**EXERCISE DESCRIPTION**
Using the records below, filter for lines that contain the string "every" and copy them out.

**TASK INPUTS**
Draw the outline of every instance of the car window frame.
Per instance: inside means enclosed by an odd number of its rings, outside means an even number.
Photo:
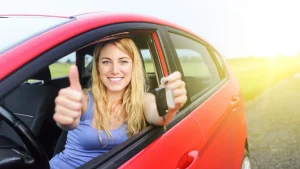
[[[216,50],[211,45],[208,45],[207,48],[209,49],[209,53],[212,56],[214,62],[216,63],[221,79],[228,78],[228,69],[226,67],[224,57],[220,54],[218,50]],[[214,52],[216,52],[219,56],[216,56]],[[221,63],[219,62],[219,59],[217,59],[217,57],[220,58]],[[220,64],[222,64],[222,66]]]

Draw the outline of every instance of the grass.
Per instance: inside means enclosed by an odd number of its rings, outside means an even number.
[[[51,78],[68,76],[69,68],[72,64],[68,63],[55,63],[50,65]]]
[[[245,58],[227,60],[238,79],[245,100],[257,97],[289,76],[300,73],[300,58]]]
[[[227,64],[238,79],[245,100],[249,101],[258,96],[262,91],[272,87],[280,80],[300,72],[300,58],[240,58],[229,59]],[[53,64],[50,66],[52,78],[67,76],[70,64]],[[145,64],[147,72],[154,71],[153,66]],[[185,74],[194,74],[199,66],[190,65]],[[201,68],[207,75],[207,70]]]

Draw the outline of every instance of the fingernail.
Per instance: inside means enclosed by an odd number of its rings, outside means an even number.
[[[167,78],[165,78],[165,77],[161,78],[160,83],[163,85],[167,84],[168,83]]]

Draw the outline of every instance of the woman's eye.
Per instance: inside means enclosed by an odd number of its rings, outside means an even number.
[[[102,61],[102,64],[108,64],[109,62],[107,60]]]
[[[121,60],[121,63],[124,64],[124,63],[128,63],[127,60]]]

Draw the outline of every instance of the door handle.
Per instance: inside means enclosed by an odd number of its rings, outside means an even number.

--

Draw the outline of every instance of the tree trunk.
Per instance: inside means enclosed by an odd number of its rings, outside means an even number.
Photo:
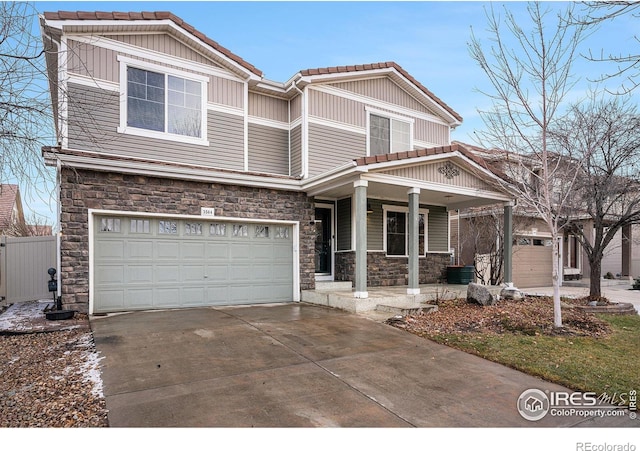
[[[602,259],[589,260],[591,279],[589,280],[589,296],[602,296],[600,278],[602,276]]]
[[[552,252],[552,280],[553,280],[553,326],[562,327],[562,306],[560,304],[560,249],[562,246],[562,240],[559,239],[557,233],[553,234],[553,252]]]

**EXPECTED ANSWER**
Draw the outline of every instance of the car window frame.
Draw the outline of every instance of the grass.
Draw the outline of every instance of the fingernail.
Draw the outline of every instance of the woman's eye.
Draw the outline of every instance of the door handle.
Draw the outline of every instance of the tree trunk.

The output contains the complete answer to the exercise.